Your instructions: Give back exactly the lines of the data below, starting with the line that has "Where can you spot the mottled" and going on through the line that has "Where can you spot the primary".

Information:
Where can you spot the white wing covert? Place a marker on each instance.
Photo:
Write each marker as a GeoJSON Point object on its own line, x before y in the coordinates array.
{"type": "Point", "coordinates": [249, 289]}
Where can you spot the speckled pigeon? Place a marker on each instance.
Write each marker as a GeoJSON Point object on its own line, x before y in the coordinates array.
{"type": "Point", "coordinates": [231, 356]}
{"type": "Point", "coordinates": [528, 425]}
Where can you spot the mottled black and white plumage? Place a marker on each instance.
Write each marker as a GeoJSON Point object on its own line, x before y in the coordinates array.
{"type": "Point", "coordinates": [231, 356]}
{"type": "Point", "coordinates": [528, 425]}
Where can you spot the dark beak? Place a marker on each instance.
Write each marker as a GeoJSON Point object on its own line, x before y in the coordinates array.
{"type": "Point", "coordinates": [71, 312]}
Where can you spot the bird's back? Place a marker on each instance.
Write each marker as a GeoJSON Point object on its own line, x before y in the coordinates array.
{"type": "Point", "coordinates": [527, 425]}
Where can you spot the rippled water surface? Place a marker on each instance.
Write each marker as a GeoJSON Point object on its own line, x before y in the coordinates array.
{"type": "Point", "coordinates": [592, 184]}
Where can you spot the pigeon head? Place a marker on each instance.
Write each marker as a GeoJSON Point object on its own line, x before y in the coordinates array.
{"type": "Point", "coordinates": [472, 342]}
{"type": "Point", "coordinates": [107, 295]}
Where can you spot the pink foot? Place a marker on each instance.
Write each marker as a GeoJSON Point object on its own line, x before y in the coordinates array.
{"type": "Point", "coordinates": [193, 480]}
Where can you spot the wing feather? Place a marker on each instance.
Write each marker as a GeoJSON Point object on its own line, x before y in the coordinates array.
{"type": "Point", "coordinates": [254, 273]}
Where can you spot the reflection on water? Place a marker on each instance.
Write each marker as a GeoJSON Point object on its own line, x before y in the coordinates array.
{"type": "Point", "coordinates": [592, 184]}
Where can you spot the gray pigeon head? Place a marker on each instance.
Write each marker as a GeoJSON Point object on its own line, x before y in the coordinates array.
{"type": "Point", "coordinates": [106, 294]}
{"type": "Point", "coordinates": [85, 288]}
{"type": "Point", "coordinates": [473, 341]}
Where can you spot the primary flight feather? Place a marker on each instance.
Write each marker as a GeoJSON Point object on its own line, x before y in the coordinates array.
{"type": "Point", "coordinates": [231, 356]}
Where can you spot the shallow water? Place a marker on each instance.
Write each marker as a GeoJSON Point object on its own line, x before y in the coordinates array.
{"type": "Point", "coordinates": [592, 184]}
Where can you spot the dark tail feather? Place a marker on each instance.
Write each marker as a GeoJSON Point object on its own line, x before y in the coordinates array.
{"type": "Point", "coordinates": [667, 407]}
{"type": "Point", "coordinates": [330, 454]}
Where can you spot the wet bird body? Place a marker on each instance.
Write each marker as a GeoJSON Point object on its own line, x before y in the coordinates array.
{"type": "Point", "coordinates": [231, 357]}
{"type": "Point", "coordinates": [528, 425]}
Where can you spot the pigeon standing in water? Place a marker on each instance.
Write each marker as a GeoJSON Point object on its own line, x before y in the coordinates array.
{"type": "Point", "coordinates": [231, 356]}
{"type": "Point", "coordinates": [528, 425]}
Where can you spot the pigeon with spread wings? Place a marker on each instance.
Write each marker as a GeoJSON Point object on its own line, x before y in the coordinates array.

Written response:
Where can you spot the mottled black and white plumage? Place a marker on each instance.
Write each marker as a GeoJSON Point object on its own line, x before y in the coordinates array.
{"type": "Point", "coordinates": [231, 356]}
{"type": "Point", "coordinates": [528, 425]}
Where can you spot the dark beak? Place a marker on each instance.
Write each marker as a GeoJSON Point object on its own line, x before y in the coordinates array.
{"type": "Point", "coordinates": [71, 312]}
Where can you spot the bird's back? Place a marker on each instance.
Write each marker as a GeoJSON Point object on its own line, x before y in the coordinates array.
{"type": "Point", "coordinates": [527, 425]}
Where can you spot the rippled water surface? Place a marker on each instance.
Write each marker as a GeoJSON Point object on its own line, x before y in the coordinates array.
{"type": "Point", "coordinates": [592, 184]}
Where can you spot the pigeon head? Place a marker on each instance.
Write each marker as a GeoJSON Point object on its own line, x before y in the coordinates array.
{"type": "Point", "coordinates": [472, 342]}
{"type": "Point", "coordinates": [107, 295]}
Where can you spot the pink foot? Place a marker on each instance.
Write each marker as a GeoJSON Point object on its own line, x before y in the coordinates array.
{"type": "Point", "coordinates": [193, 480]}
Where can you spot the wing feather? Place a marker on each instance.
Write each marker as a GeoJSON Point object on its own line, x before y in the coordinates array.
{"type": "Point", "coordinates": [254, 273]}
Where can you spot the reflection on water? Place a marker on each instance.
Write each marker as a GeoJSON Point object on its own line, x before y in the coordinates array.
{"type": "Point", "coordinates": [592, 184]}
Where can you spot the gray pigeon head? Place a marker on each instance.
Write each marker as a GeoJSON Point object on its own line, x before y in the coordinates array.
{"type": "Point", "coordinates": [106, 294]}
{"type": "Point", "coordinates": [85, 288]}
{"type": "Point", "coordinates": [473, 341]}
Where can you spot the primary flight feather? Place a marker on each instance.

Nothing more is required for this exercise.